§ **読む文章**
◆ ◆ ◆ ◆
スーパーやコンビニでは、弁当や惣菜類を買ったときにお箸やお手拭きを無償で提供してくれるところがほとんどです。通常は買った個数や人数分に応じてもらえますが、頼めば少しだけ多くもらえることもあるでしょう。   しかし、あまりにも過剰な数を要求すると、法律に触れる可能性があることをご存じでしたでしょうか。今回は、スーパーやコンビニにあるお箸やお手拭きを必要以上に持ち帰った場合のリスクについて詳しく解説します。

本来必要な数を超えて持ち帰るのはマナー違反

お店に置かれているお箸・ポリ袋・段ボールなど無償提供の備品類は、お店側が好意で提供しています。持ち帰ってよいのは「購入した品に対して必要な数」に限るため、必要以上に持ち帰るのはマナー違反といえます。
◆ ◆ ◆ ◆
§ **データ行**
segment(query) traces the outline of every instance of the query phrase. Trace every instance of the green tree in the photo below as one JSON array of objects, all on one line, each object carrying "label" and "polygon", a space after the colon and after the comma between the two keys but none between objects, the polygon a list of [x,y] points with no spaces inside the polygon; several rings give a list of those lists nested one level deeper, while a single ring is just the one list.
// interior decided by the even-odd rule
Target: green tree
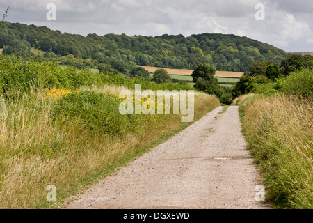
◆ ◆ ◆ ◆
§ **設問と課題**
(1) お箸やお手拭きの持ち帰りに関する文章によると、お店の無償提供の備品類を持ち帰ってよい数は何に限られますか。
(2) お箸やお手拭きの持ち帰りに関する文章では、備品類を必要以上に持ち帰るのがなぜマナー違反とされているのかを説明してください。

§ **課題別の解答**
(1) 「購入した品に対して必要な数」に限られます。

(2) お箸・ポリ袋・段ボールなどの備品類は、お店側が好意で無償提供しているものです。持ち帰ってよいのは「購入した品に対して必要な数」に限られるため、それを超えて持ち帰るとマナー違反になります。